***** Text

PHP : Get the value of Dropdown and pass it to another dropdown

I have a problem right now [PHP]. I have a dropdown and its loading my database for the first page, when I proceed to the next page it also have a dropdown where its also loading the my database and also I can get the value of my dropdown in the first page using an echo only.
This is the scenario:
I choose in the dropdown first page the "Letter A" and when I click the button it will proceed to the next page. The dropdown in the second page loaded the items in the database but instead of "-select-" is the first index in the dropdown I want is "Letter A" will be the first index.
This is my code in first page for drowdown:
<select name="id">
<option value="" >- select -</option>
<?php
include 'connect.php';
$q = mysql_query("select fldNetname from tblnetwork");
while ($row1 = mysql_fetch_array($q))
{
echo "<option value='".$row1[fldNetname]."'>".$row1[fldNetname]."</option>";
}
?>
</select>
and this is my code in second page for dropdown:
if ($get_ID != "")
{
echo "<br/>";
echo $get_ID;
//echo "show()";
}
else
{
echo "No Network Selected";
echo "<br/>";
//echo "hide()";
}
?>
<option value="">- select -</option>
<?php
include 'connect.php';
$q = mysql_query("select fldNetname from tblnetwork");
while ($row1 = mysql_fetch_array($q))
{
echo "<option value='".$row1[fldNetname]."'>".$row1[fldNetname]."</option>";
}
?>
</select>
Thanks in advance!

On your second page, you need to check whether the value is the same as the one you received from the first page:
echo "<option value='".$row1[fldNetname]."' " . (($row1[fldNetname] == $get_id)?"selected":"") . ">".$row1[fldNetname]."</option>";

if $get_ID, is actually your $_GET['id'] value, then just do...
while ($row1 = mysql_fetch_array($q))
{
echo "<option value='".$row1['fldNetname']."'";
if($row1['fldNetname']==$get_ID){echo "selected='selected'";}
echo ">".$row1['fldNetname']."</option>";
}
Or as one line...
while ($row1 = mysql_fetch_array($q))
{
echo "<option value='".$row1['fldNetname']."' " . (($row1['fldNetname'] == $get_ID)?"selected='selected'":"") . ">".$row1'[fldNetname']."</option>"
}

Have you tried?
changing (on the second page)
<option value="">- select -</option>
to
<option value="<?php echo $yourVar; ?>"><?php echo $yourVar; ?></option>
Then in the while loop, skip the value selected to prevent a duplicate choice.
Something like:
while ($row1 = mysql_fetch_array($q))
{
if($yourVar != $row1[fldNetname]){
echo "<option value='".$row1[fldNetname]."'>".$row1[fldNetname]."</option>";
}
}

**********
***** Given records

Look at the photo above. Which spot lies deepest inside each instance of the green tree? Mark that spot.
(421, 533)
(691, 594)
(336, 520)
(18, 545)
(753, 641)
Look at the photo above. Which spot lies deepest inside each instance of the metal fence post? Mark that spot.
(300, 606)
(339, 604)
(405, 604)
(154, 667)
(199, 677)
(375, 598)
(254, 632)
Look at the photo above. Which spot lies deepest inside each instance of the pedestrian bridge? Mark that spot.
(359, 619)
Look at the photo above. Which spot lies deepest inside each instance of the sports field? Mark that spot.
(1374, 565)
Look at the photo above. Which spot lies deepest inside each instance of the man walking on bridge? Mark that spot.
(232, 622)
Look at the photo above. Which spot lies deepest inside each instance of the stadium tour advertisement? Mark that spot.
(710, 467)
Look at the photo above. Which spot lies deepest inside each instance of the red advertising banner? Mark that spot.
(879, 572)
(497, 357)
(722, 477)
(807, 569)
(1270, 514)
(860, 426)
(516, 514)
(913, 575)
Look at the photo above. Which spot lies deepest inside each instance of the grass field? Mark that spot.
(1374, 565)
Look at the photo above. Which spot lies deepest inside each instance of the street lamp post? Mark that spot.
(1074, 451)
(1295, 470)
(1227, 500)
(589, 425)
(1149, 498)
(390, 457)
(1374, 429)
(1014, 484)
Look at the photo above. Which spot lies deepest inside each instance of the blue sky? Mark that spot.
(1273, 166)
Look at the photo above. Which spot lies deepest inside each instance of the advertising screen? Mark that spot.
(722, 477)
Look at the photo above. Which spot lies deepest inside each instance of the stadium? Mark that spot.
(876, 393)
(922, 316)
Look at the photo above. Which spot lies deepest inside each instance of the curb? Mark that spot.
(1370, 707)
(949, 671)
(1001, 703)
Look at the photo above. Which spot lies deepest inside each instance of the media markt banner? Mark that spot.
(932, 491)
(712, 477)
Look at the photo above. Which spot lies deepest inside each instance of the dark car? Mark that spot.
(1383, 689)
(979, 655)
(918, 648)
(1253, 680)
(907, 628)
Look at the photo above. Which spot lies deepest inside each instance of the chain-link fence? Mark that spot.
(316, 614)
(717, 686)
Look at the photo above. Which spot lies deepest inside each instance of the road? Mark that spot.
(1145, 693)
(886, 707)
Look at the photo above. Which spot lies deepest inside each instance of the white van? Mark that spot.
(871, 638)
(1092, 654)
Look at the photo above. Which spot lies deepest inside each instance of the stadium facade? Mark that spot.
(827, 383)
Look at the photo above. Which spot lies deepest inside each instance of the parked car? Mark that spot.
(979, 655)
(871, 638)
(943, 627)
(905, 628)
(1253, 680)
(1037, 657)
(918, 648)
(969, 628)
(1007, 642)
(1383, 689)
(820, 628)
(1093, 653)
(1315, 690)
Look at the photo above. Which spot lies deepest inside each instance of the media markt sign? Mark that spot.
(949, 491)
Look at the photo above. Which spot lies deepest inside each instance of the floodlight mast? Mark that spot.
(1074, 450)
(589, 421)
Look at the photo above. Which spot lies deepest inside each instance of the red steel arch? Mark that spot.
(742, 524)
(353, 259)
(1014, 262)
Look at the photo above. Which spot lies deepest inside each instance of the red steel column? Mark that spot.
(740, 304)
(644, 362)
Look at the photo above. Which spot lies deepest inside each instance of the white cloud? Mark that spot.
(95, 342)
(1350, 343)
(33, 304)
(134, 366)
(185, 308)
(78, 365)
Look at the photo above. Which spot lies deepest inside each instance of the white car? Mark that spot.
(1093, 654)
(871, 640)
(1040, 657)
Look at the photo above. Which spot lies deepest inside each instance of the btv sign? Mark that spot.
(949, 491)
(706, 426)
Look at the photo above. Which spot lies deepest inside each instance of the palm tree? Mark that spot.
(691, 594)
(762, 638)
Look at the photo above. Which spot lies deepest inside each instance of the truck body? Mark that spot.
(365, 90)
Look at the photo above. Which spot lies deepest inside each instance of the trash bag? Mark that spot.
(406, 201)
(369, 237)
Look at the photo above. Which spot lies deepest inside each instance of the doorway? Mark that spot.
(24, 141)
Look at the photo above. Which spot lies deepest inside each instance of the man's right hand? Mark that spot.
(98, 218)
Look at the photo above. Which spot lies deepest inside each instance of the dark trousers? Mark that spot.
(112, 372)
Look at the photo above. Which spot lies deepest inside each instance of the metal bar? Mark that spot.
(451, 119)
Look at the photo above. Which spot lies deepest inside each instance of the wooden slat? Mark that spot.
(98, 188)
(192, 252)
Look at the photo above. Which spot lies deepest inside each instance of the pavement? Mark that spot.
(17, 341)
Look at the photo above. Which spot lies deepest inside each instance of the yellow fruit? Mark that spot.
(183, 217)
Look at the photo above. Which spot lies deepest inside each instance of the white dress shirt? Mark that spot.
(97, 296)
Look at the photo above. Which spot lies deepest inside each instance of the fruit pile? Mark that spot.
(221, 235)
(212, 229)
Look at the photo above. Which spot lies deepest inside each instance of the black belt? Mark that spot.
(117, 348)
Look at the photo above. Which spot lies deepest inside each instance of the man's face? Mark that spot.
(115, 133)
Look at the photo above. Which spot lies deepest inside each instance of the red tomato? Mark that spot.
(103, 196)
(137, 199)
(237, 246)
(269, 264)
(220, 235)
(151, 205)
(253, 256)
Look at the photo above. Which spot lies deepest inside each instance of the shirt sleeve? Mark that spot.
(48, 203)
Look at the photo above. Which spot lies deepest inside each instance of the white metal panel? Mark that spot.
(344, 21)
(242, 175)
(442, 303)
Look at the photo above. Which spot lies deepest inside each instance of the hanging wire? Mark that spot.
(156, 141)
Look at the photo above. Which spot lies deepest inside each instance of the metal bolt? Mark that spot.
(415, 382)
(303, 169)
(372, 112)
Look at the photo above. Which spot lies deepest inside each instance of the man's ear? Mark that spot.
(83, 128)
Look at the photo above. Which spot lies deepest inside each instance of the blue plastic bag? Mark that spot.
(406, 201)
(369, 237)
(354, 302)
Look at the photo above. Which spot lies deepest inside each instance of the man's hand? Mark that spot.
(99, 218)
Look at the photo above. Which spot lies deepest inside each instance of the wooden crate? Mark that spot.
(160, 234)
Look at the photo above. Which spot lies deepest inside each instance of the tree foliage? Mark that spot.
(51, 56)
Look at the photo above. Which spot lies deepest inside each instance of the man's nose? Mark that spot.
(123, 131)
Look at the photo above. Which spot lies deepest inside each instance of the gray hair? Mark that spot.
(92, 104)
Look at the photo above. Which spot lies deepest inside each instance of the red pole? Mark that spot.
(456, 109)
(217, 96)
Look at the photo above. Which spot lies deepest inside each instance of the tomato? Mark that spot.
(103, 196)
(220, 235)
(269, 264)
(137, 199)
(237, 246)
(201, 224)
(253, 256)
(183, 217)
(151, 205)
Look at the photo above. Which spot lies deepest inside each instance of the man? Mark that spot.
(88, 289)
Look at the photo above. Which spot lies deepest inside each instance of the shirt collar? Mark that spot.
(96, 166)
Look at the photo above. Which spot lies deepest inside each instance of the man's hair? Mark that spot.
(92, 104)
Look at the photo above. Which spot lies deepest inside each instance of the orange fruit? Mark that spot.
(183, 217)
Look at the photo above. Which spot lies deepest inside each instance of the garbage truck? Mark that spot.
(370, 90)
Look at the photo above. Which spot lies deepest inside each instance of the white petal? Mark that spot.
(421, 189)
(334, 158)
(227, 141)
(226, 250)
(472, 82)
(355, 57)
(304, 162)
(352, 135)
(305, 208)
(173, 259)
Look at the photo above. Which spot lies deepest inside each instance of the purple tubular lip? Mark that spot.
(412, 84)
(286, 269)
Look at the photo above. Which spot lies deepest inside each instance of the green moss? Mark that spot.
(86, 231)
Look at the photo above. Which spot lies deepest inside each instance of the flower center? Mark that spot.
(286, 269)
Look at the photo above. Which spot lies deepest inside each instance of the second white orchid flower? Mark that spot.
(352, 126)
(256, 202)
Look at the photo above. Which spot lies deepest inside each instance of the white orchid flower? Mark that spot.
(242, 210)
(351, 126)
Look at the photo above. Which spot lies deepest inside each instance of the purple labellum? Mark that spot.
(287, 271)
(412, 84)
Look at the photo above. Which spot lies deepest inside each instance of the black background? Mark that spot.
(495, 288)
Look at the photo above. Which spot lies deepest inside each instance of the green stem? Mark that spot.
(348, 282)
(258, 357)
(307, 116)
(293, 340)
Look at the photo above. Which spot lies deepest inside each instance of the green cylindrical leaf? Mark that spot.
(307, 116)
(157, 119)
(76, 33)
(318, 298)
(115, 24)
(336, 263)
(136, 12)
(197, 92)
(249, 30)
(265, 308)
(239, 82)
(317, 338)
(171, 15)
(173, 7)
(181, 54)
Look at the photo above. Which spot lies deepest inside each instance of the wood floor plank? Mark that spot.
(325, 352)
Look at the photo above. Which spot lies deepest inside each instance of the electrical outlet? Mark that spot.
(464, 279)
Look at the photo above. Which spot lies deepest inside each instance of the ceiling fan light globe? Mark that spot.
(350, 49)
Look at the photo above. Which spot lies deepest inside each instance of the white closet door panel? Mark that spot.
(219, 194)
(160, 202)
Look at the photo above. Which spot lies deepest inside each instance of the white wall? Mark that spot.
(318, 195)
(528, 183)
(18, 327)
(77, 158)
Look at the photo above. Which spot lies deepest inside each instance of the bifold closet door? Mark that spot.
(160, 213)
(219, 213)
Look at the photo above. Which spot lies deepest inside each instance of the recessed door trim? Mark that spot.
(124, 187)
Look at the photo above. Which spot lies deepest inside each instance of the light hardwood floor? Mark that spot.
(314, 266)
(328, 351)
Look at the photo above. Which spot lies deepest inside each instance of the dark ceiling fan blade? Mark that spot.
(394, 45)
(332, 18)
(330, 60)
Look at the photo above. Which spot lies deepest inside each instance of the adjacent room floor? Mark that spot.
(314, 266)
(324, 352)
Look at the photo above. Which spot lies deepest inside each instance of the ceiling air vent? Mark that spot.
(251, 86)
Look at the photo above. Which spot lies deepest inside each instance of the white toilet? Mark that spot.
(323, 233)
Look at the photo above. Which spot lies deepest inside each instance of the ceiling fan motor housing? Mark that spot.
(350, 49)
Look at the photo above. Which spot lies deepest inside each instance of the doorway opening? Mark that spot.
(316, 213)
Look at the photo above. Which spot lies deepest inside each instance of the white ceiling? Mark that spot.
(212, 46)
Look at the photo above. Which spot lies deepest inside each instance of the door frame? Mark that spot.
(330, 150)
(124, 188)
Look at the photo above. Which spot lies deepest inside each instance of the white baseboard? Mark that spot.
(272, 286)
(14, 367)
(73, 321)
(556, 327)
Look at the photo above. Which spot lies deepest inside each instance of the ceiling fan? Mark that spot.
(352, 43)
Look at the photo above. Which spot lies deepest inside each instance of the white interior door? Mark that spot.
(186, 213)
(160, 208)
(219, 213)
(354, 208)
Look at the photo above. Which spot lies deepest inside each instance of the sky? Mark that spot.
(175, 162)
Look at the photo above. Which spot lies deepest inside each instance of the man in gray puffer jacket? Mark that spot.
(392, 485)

**********

* The exercise: In the PHP dropdown text, what message does the second page's code print when no network has been selected?

* Output of the task: It prints "No Network Selected".